• [WHAT THIS TASK INVOLVES]:
Can you reproduce every row below, character for character?

• [Data listing]:
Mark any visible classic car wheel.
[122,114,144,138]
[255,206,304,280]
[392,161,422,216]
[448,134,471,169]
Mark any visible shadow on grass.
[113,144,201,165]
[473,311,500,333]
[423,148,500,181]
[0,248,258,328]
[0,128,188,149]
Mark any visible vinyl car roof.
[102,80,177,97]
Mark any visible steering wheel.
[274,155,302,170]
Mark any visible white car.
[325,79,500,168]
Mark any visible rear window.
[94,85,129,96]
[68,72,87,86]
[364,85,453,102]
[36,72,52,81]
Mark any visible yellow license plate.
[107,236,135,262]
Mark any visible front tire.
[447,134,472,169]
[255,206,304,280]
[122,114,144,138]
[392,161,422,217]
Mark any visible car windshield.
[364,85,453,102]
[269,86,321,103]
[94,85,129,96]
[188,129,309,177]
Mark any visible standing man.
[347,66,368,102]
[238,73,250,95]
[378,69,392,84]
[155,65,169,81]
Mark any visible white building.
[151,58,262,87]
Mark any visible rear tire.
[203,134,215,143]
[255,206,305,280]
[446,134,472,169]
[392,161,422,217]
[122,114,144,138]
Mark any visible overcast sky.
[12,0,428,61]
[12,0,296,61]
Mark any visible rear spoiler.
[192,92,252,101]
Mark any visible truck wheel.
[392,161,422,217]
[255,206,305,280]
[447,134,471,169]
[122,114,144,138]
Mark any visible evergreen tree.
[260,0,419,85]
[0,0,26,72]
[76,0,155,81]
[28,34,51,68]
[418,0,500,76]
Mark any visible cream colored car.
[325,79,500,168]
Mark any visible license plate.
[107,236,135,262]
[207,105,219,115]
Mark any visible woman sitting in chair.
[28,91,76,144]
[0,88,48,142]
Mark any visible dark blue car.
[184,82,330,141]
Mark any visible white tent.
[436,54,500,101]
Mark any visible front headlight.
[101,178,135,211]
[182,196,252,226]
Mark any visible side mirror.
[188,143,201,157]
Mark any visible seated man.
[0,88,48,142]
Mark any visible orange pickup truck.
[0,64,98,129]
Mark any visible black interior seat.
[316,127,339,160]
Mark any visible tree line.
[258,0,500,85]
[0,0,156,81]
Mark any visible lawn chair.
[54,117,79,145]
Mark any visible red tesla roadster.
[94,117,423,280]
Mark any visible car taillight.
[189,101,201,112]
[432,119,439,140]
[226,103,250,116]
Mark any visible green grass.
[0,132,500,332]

• [OUTPUT FOR THIS EXERCISE]:
Mark any visible classic car wheel.
[122,114,144,138]
[255,206,304,280]
[392,161,422,216]
[448,134,471,169]
Mark any visible shadow on grass.
[113,144,201,165]
[473,311,500,333]
[423,148,500,181]
[0,248,258,328]
[0,128,188,149]
Mark any visible vinyl car roof.
[102,80,177,97]
Mark any visible steering wheel.
[274,155,302,170]
Mark any visible white car.
[325,79,500,168]
Mark any visible rear window.
[94,85,129,96]
[68,72,87,86]
[364,85,453,102]
[36,72,52,81]
Mark any visible yellow license plate.
[107,236,135,262]
Mark any visible front tire.
[447,134,472,169]
[255,206,304,280]
[122,114,144,138]
[392,161,422,217]
Mark any visible car windshield.
[364,85,453,102]
[269,86,321,103]
[94,85,129,96]
[188,129,309,177]
Mark any visible standing man.
[347,66,368,102]
[238,73,250,95]
[378,69,392,84]
[155,65,169,81]
Mark any visible white building.
[151,58,262,87]
Mark any visible rear tire.
[203,134,215,143]
[255,206,305,280]
[446,134,472,169]
[392,161,422,217]
[122,114,144,138]
Mark any visible overcast sky.
[12,0,428,61]
[12,0,296,61]
Mark any visible rear spoiler.
[192,92,252,101]
Mark any visible truck wheel.
[392,161,422,217]
[255,206,305,280]
[447,134,471,169]
[122,114,144,138]
Mark any visible evergreen tree.
[260,0,419,85]
[0,0,26,72]
[76,0,155,81]
[28,34,51,68]
[418,0,500,76]
Mark any visible cream colored car.
[325,79,500,168]
Mark any visible license plate.
[107,236,135,262]
[207,105,219,115]
Mark any visible woman sitting in chair.
[28,91,76,144]
[0,88,48,142]
Mark any visible dark blue car.
[184,82,330,141]
Mark any visible white tent.
[436,54,500,101]
Mark any visible front headlight.
[101,178,135,211]
[182,196,252,226]
Mark any visible side mirror.
[188,143,201,157]
Mark any visible seated man.
[0,88,48,142]
Mark any visible orange pickup truck.
[0,64,98,129]
Mark any visible black interior seat.
[316,127,339,160]
Mark any visible tree line.
[258,0,500,85]
[0,0,156,81]
Mark any visible lawn chair.
[54,117,79,145]
Mark any visible red tesla roadster.
[94,117,423,280]
Mark any visible car taillight.
[189,101,201,112]
[432,119,439,140]
[226,103,250,116]
Mark any visible green grass.
[0,132,500,332]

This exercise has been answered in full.